Given request 1: According to the Philadelphia Experiment article, which ship did the US Navy allegedly make invisible?
Given request 2: Extend the Philadelphia Experiment article past its final sentence.

Passage to read:
--- Start ---

Philadelphia Experiment: What Really Happened?
Throughout recent history, the United States has probably been at the centre of more conspiracy theories and alleged cover-ups than anywhere else. Depending on how far down the scale you are ready to go, the Americans have done everything from blowing up their own harbors and towers to fixing stock markets and assassinating their own President. The amount of different ideas, theories and downright madcap stories out there that comes back around to the United States government is quite staggering – but one of the most perplexing, of course, is the “Philadelphia Experiment”.
Its right up there with things like UFO sightings and Area 51 conspiracies – it’s so out there that it’s hard to believe, but it would change the entire world were it to ever become confirmed. The Philadelphia Experiment is an alleged military experiment that was carried out in late October 1943 by the United States Navy. It’s alleged that the US Destroyer class frigate, the USS Eldridge, was “cloaked” or made to turn invisible. If you ever played video games like Command & Conquer, you’ll know all too well about cloaking military equipment and the like.
While it’s never been confirmed and is usually believerd to be nothing more than a hoax, one which the US Government denies vehemently, there are a lot of very interesting notions and stories out there. If the US had access to cloaking equipment more than 70 years ago, then what else can they have stored away in their magic box of toys?
It’s another story to add to the huge list of potential conspiracies and crazy ideas carried out by people the world over that makes sure your eyebrows remain almost permanently raised. It doesn’t sound possible, does it? But what if it was? What actually happened in October 1943?
The Theory Itself
The theory itself is rather simple – in October 1943, a USS warship was rendered invisible to the enemy. It was able to pass through without being seen or spotted whatsoever. While the idea of the actual Philadelphia Experiment was popularized by the 1984 film of the same name, and has gained a cult following ever since, the actual theory itself is based on a little more than the ideas of a movie and it’s low-budget sequel.

--- End ---

Supplied material:
--- Start ---

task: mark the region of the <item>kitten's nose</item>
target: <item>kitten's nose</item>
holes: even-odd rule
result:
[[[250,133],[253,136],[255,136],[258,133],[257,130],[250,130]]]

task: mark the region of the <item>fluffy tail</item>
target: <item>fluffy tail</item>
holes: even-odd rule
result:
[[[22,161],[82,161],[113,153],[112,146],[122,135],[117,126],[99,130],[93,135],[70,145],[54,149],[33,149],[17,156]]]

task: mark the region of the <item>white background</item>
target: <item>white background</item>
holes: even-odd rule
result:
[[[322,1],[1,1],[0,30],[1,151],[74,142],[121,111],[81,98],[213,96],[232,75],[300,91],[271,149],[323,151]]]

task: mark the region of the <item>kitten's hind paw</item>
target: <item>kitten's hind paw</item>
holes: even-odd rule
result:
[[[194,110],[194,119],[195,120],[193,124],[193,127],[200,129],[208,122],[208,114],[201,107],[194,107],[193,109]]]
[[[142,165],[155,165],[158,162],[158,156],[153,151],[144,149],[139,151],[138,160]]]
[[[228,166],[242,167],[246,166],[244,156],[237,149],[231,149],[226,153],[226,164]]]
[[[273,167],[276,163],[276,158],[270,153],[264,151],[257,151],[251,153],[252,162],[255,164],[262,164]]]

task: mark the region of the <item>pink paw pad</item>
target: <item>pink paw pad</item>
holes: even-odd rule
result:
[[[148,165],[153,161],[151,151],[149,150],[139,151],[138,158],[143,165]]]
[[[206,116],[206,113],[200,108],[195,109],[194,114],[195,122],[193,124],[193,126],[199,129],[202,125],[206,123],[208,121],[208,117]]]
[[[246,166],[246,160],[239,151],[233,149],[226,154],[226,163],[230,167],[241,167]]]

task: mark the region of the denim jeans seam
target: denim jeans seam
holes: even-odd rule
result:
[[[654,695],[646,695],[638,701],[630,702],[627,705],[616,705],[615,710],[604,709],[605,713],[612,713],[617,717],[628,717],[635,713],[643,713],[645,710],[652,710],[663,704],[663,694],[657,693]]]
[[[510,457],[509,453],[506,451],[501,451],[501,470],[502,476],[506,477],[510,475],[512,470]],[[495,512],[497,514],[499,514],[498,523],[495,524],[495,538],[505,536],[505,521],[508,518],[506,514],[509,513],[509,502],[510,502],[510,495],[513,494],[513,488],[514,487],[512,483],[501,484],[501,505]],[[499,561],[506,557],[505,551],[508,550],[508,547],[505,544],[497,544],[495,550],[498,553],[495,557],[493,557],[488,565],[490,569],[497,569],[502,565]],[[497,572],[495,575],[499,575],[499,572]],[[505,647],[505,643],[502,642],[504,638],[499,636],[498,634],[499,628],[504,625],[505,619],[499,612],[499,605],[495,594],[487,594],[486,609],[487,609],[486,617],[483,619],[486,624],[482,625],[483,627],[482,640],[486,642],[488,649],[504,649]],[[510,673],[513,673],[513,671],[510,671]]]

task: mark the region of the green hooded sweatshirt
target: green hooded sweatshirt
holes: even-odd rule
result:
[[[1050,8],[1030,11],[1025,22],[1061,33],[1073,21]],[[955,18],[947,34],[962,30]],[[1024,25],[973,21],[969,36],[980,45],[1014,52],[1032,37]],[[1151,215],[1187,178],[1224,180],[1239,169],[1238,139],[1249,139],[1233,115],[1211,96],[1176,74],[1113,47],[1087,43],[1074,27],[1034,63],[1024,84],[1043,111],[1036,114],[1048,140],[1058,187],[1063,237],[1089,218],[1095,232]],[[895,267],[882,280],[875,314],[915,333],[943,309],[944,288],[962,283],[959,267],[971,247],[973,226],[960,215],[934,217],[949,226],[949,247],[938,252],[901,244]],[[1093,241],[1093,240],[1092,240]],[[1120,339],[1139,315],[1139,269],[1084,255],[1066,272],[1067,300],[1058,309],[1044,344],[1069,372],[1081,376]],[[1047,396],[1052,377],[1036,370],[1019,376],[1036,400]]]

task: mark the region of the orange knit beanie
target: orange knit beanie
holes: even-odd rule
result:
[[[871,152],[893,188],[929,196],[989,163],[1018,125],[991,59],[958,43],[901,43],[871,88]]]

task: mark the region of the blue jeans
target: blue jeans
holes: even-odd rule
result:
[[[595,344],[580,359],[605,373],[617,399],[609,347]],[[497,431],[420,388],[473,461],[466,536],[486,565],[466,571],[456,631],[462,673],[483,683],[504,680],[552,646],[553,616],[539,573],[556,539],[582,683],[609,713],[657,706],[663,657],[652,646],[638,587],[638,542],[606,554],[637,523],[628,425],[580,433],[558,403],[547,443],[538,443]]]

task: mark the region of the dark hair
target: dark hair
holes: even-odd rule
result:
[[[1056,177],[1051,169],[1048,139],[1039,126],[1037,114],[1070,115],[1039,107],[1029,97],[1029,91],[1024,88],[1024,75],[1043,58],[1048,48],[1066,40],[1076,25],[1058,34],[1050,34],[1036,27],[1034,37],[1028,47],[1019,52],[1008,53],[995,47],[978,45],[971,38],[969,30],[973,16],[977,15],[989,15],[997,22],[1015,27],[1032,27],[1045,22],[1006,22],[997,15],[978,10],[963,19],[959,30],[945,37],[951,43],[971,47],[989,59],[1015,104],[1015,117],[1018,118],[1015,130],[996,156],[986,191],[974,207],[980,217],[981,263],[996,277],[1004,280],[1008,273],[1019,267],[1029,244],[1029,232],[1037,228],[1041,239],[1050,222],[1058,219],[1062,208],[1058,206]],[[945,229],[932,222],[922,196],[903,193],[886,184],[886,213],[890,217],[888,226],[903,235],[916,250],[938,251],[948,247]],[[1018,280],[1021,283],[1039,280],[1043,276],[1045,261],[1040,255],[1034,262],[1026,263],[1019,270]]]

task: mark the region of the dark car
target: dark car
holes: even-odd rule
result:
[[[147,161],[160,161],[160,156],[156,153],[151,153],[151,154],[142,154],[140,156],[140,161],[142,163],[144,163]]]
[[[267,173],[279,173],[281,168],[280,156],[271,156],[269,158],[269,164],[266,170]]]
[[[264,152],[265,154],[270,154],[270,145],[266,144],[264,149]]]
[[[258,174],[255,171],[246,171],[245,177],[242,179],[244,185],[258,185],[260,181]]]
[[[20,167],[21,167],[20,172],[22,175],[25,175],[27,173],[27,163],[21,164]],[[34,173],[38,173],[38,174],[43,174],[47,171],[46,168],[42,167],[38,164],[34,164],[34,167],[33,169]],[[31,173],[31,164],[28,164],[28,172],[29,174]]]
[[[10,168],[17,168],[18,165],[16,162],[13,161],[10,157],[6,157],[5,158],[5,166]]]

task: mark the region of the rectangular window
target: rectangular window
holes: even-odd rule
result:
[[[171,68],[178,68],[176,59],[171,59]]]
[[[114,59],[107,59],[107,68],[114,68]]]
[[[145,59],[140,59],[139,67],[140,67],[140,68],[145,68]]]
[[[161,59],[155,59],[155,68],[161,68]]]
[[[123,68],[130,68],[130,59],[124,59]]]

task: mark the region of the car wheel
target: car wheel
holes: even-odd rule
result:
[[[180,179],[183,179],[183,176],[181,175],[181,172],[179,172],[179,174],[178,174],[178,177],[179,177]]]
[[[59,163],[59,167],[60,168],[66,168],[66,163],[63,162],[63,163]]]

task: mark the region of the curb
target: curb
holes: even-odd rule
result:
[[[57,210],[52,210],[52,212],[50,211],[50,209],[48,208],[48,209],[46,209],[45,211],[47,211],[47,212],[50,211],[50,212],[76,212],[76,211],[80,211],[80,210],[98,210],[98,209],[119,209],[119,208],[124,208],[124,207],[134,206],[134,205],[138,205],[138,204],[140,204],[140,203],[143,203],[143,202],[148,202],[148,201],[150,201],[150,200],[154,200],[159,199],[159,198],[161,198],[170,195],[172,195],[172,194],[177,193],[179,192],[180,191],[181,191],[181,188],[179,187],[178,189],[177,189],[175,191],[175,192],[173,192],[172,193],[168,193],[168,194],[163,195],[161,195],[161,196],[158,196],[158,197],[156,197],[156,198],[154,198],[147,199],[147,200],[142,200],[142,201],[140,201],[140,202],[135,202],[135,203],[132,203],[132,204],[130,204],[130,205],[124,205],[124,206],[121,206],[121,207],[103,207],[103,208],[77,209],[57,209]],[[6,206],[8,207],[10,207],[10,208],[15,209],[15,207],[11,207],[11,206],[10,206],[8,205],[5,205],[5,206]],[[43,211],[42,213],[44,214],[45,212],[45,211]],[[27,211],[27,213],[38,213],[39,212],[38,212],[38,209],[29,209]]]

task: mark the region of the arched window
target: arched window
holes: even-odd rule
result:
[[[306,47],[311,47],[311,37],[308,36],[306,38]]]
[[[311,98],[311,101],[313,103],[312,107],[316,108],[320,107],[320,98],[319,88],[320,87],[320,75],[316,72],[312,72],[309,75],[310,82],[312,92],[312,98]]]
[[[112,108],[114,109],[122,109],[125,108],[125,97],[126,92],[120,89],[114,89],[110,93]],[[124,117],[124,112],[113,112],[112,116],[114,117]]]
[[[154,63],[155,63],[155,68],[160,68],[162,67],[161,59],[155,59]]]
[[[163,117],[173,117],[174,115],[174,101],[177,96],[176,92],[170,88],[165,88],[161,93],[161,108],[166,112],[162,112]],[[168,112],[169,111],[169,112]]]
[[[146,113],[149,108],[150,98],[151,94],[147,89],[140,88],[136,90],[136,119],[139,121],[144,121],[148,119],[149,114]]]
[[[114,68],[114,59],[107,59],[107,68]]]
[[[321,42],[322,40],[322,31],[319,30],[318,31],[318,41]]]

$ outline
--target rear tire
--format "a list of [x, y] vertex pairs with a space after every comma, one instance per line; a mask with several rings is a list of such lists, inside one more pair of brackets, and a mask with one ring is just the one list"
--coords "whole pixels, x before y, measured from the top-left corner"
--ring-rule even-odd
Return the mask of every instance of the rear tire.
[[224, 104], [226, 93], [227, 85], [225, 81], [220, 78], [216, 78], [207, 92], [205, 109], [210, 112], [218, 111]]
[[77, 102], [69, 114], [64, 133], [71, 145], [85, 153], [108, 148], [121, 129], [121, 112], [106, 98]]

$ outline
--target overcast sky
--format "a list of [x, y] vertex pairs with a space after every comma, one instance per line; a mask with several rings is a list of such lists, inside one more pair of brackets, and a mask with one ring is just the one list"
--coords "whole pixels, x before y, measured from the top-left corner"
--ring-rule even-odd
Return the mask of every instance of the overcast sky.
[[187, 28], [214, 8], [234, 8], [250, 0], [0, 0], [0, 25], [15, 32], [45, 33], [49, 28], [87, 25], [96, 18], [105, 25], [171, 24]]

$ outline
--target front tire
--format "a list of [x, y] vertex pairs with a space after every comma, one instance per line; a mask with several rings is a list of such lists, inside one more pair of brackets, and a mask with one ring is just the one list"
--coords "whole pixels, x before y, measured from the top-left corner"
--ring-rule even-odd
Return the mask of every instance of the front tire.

--- End ---

Right answer 1: The USS Eldridge.

Right answer 2:
The problem is that for many people – depending on who you speak to – the theory changes quite drastically. There are two “accepted” theories that people tend to go with, and both involve the USS Eldridge. The first theory takes place earlier than October and instead took place some point in the summer of the same year. It’s alleged that in a shipyard in Philadelphia in early 1943, the USS Eldridge was rendered completely invisible from sight. That’s right, as in totally gone from reality and nowhere to be seen!
However, the main theory is one a bit more insane – it’s estimated that in October, as suggested earlier, that the ship actually went back in time. It’s supposed to have teleported from the shipyard in Philadelphia to the shipyard in Norfolk, Virginia. While the cloaking one can be discussed away with several theories – how does one go about actually explaining teleportation?
Of course, alongside the teleportation story comes the gruesome myths of people caught within the metal or completely altered and warped from the time travel. It’s supposed to have re-appeared after a few short seconds back in Philadelphia, with citation and quotes from ship members of the SS Andrew Furuseth stating that they witnessed the ship vanish into thin air, only to re-appear a few seconds later.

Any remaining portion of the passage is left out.